*DIRECTIVE*.
Reproduce the passage of the crypto interview between "How do we maintain" and "this particular scam?", inclusive.

*QUOTED TEXT*.

/---

Because they're an ecosystem that exists entirely in the language of stories. That's the main thing that's being sold here. Crypto isn't functional. It doesn't do what the builders claimed it was being built to do. It has succeeded at very few of its public-facing goal. But it still transacts based on those stories, based on what it could become, based on what it intends to do, based on what it, in theory, might do in the future. It's a cultural moment that intersects with entertainment and the business of entertainment and the business of culture in a way that is just unavoidable.

How do we maintain sympathy for the victims of this, the people who are sucked into what is basically a scam? It's so hard sometimes, with all the online rhetoric, to tell the difference between the victims and the people perpetuating this particular scam?

These systems — and MLMs are another great example of this — they blur the lines between the victim and the victimizer, because in order to succeed, particularly the further down the line you are, the more aggressive you need to become. You need to become a victimizer yourself in order to get your head back above water. Sympathy ends up being tricky and fraught. The best way of maintaining sympathy is in remembering that fraught relationship there. That this is a system that is set up to turn victims into victimizers. Beyond that, remember it's a very individual thing. Everybody gets into it for granularly different, local reasons like personal incentives and personal circumstances, but it's hard. It's hard and it's made hard on purpose.

What would you like to see in terms of a response from the government? What would you like to see happen to stop this, to save our economy and save the people that are getting suck into this?

Minimum wage corrected to inflation, public housing, equitable public housing policies, student debt forgiveness.

We need fundamental changes to our economic policies and to our social policies that remove or that mitigate the desperation that allows schemes like this to take root. That's the only answer. Anything else is just...

Regulating NFTs as securities is useful, but it's not going to fix the problem. The problem is metastasizing out of deeper structural problems, deeper social policy issues. We've got minimum wage that is so stagnant. We need to actually address the root problems. The material existence of people sucks at the moment because we've allowed a lot of rot to get very deep into our society. It's squeezing people, it's making people feel like the future doesn't exist. That leads to desperate reactions. There's a good article in from Mother Jones that argues this.

If the normal world is so broken, if the future looks so broken by the normal systems, then why not gamble on crypto? Is it any less insane than this other broken system? I think that is an accurate assessment of the place that people increasingly find themselves in and the answer is to fix that problem.

It's like buying a lottery ticket is irrational, but is it when you have no other opportunities to build wealth?

\---

Dataset rows
/---

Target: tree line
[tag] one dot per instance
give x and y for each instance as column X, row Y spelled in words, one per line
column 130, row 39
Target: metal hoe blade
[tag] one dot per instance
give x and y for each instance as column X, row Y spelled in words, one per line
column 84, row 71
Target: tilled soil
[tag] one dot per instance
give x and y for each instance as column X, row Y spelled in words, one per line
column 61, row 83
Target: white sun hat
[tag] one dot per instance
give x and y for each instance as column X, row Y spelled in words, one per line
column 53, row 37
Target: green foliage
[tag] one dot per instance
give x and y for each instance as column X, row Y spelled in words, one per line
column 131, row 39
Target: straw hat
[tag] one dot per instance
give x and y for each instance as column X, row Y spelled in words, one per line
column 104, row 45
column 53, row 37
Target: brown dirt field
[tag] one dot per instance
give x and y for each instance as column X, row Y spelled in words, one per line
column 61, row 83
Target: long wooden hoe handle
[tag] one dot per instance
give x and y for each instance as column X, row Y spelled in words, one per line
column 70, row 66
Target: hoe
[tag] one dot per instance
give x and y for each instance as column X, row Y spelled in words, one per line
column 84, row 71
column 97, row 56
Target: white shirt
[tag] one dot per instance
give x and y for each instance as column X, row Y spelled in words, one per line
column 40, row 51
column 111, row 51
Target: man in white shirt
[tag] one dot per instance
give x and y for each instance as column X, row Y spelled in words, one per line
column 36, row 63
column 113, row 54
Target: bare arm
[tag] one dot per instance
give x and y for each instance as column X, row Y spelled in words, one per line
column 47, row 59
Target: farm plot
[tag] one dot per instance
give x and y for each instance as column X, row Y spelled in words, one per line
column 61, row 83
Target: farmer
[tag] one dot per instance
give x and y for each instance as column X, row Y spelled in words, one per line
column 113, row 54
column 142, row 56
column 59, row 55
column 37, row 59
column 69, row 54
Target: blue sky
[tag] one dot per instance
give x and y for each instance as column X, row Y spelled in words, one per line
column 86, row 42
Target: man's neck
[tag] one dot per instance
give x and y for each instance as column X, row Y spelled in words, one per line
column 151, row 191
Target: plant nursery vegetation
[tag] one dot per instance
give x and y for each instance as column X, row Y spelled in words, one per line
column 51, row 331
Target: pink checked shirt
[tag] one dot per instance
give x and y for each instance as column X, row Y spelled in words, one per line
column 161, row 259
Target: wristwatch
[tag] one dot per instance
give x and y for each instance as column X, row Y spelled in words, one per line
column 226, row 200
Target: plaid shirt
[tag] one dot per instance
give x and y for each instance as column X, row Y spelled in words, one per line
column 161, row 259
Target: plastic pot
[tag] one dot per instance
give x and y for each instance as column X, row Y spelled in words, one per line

\---

*EXPECTED OUTPUT*.
How do we maintain sympathy for the victims of this, the people who are sucked into what is basically a scam? It's so hard sometimes, with all the online rhetoric, to tell the difference between the victims and the people perpetuating this particular scam?